Reproduce Benchmarks

This guide provides detailed instructions to reproduce Apollo RAG’s benchmark results independently. Follow these steps to verify the reported performance metrics on your own hardware.

Prerequisites

Hardware Requirements: Benchmarks require NVIDIA GPU with CUDA support. Results will vary based on GPU model. Reference benchmarks use NVIDIA A100 40GB, but any CUDA-capable GPU (RTX 3090, 4090, 5090, A100, H100) will work.

Minimum Requirements

GPU: NVIDIA GPU with 8GB+ VRAM (CUDA 12.1+)
CPU: 8+ cores recommended
RAM: 32GB minimum, 64GB recommended
Storage: 100GB free space (NVMe SSD preferred)
OS: Ubuntu 22.04 / Debian Bookworm / Windows 11 with WSL2
Software: Docker 24+, Docker Compose 2.20+, Git

Recommended Configuration

GPU: NVIDIA A100 40GB or RTX 5090 24GB
CPU: AMD EPYC 7763 / Intel Xeon Gold 6348 (16+ cores)
RAM: 128GB DDR4
Storage: 500GB NVMe SSD
Network: 10Gbps for dataset downloads

Step 1: Clone Repository

Clone the Apollo RAG repository with benchmark scripts:

# Clone main repository
git clone https://github.com/yourusername/apollo-rag.git
cd apollo-rag
 
# Checkout v4.2 production branch
git checkout v4.2-production
 
# Verify Docker Compose files
ls backend/docker-compose.atlas.yml

Step 2: Prepare Test Data

Download 100K Document Corpus

The benchmark uses a standardized corpus of 100,000 documents (15GB):

# Create data directory
mkdir -p backend/documents/benchmark
 
# Download benchmark dataset (Wikipedia subset)
wget https://benchmark-data.apollo-rag.io/wiki-100k.tar.gz
 
# Extract to documents directory
tar -xzf wiki-100k.tar.gz -C backend/documents/benchmark/
 
# Verify extraction (should show 100,000 files)
ls -1 backend/documents/benchmark/*.txt | wc -l

Generate Synthetic Queries

Create a realistic query workload:

# Run query generator (creates 10,000 test queries)
python scripts/generate_benchmark_queries.py \
  --corpus backend/documents/benchmark/ \
  --output backend/benchmark_queries.json \
  --count 10000 \
  --complexity-mix simple:50,medium:30,complex:20

Step 3: Configure Environment

Set Hardware-Specific Settings

Create benchmark configuration file:

# Copy template
cp backend/.env.benchmark.template backend/.env.benchmark
 
# Edit for your GPU
nano backend/.env.benchmark

Configuration example for RTX 5080:

# Model settings
MODEL_PATH=/models/Meta-Llama-3.1-8B-Instruct-Q5_K_M.gguf
GPU_LAYERS=33  # Adjust based on your VRAM
N_BATCH=512    # Increase for more VRAM
N_CTX=8192

# Performance settings
FORCE_TORCH_CPU=1  # Required for RTX 50-series
RAG_CACHE__ENABLED=true
RAG_CACHE__REDIS_HOST=redis

# Vector store
VECTOR_STORE=qdrant
QDRANT_HOST=qdrant
QDRANT_PORT=6333

# Benchmark-specific
BENCHMARK_MODE=true
LOG_LEVEL=INFO

Download Required Models

# Create models directory
mkdir -p models
 
# Download Llama 3.1 8B Q5_K_M (5.4GB)

※

--- WORK INSTRUCTION A ---
For each statement, say whether it agrees with the benchmark guide. Answer yes or no, and quote the words from the guide that decide it.
(i) The reference benchmarks were run on an NVIDIA A100 40GB.
(ii) The minimum RAM requirement is 64GB.
(iii) The query generator creates 10,000 test queries.
--- WORK INSTRUCTION B ---
Reproduce the benchmark guide between "GPU: NVIDIA GPU" and "6348 (16+ cores)", inclusive.
The listing after this point is separate material and is not part of the benchmark guide.

※

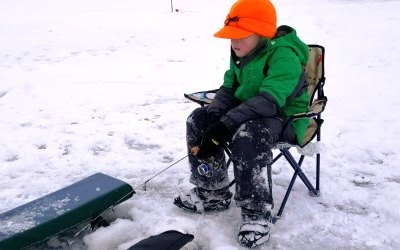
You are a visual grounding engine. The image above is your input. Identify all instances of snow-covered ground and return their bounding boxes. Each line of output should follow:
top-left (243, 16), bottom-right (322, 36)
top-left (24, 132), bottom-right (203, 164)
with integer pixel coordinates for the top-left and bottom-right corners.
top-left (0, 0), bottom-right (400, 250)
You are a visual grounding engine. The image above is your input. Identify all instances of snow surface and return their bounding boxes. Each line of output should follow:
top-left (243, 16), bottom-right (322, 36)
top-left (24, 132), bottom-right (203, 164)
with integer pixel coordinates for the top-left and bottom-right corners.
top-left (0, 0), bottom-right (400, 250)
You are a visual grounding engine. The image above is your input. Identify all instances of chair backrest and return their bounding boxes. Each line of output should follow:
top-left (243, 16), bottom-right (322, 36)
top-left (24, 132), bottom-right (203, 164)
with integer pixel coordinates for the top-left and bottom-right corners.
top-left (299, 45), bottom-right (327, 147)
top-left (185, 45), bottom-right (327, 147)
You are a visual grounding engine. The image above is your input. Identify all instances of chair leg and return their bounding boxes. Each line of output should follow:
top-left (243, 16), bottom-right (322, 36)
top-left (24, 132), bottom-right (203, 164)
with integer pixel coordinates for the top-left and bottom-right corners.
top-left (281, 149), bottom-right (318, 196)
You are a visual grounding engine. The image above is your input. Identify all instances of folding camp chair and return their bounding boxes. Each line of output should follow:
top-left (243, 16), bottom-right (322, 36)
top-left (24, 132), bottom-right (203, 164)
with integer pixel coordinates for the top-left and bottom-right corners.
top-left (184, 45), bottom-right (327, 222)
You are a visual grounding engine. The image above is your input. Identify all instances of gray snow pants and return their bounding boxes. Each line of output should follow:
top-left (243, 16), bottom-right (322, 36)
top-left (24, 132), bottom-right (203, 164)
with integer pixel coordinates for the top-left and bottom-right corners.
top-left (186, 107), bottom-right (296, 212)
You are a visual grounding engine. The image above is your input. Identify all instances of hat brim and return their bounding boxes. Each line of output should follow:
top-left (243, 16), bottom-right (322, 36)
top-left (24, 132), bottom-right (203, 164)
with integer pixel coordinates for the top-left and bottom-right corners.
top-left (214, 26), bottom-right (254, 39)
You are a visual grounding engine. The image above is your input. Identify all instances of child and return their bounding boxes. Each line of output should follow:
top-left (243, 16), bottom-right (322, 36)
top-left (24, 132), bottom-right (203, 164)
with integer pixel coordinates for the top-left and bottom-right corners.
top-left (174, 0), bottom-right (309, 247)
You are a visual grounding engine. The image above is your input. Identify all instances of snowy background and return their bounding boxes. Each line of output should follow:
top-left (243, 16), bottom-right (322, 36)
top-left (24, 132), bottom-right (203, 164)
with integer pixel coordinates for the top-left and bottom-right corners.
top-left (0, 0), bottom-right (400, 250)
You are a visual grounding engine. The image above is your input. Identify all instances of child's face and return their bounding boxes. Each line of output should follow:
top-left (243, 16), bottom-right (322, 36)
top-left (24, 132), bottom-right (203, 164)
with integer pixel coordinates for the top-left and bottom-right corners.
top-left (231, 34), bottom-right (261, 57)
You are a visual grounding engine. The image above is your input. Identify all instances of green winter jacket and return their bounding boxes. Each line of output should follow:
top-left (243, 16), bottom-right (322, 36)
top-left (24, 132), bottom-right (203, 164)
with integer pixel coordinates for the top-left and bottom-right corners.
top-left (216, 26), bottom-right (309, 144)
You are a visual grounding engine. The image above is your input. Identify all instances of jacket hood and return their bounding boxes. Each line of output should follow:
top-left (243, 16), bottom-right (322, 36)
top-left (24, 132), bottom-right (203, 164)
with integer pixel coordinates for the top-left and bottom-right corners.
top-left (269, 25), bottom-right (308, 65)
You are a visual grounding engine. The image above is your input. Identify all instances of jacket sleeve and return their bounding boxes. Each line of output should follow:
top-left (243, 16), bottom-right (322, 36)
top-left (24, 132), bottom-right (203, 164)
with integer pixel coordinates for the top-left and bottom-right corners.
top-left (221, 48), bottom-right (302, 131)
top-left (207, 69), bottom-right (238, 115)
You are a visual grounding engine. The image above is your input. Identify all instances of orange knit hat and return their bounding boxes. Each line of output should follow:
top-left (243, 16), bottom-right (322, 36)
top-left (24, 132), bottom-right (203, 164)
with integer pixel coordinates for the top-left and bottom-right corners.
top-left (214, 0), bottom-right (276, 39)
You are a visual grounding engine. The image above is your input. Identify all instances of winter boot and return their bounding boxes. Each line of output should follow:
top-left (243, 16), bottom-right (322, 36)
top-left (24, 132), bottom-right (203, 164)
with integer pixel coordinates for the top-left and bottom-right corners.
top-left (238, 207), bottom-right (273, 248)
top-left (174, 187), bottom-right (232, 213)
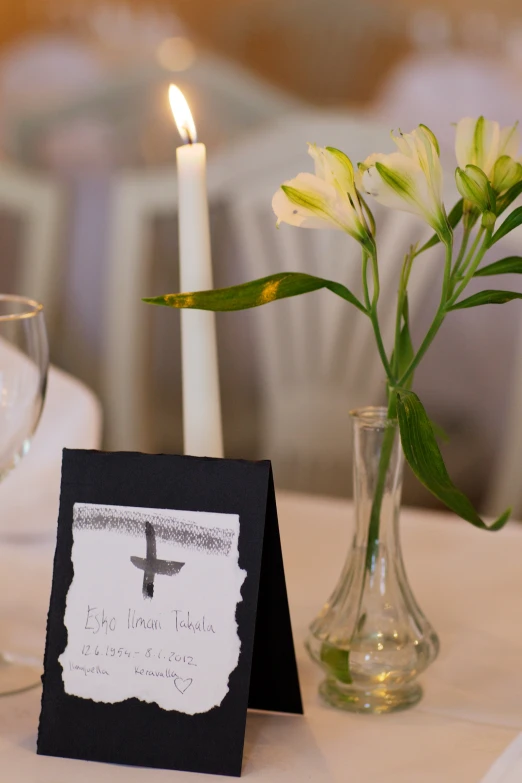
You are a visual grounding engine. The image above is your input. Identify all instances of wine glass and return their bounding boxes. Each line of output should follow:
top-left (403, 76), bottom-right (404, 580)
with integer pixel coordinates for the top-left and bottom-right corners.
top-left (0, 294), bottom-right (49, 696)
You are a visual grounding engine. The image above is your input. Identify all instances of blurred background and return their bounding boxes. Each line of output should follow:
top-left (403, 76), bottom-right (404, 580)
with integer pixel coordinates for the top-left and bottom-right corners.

※

--- TASK ANSWER A ---
(i) Yes: "Reference benchmarks use NVIDIA A100 40GB"
(ii) No: "RAM: 32GB minimum, 64GB recommended"
(iii) Yes: "creates 10,000 test queries"

--- TASK ANSWER B ---
GPU: NVIDIA GPU with 8GB+ VRAM (CUDA 12.1+)
CPU: 8+ cores recommended
RAM: 32GB minimum, 64GB recommended
Storage: 100GB free space (NVMe SSD preferred)
OS: Ubuntu 22.04 / Debian Bookworm / Windows 11 with WSL2
Software: Docker 24+, Docker Compose 2.20+, Git

Recommended Configuration

GPU: NVIDIA A100 40GB or RTX 5090 24GB
CPU: AMD EPYC 7763 / Intel Xeon Gold 6348 (16+ cores)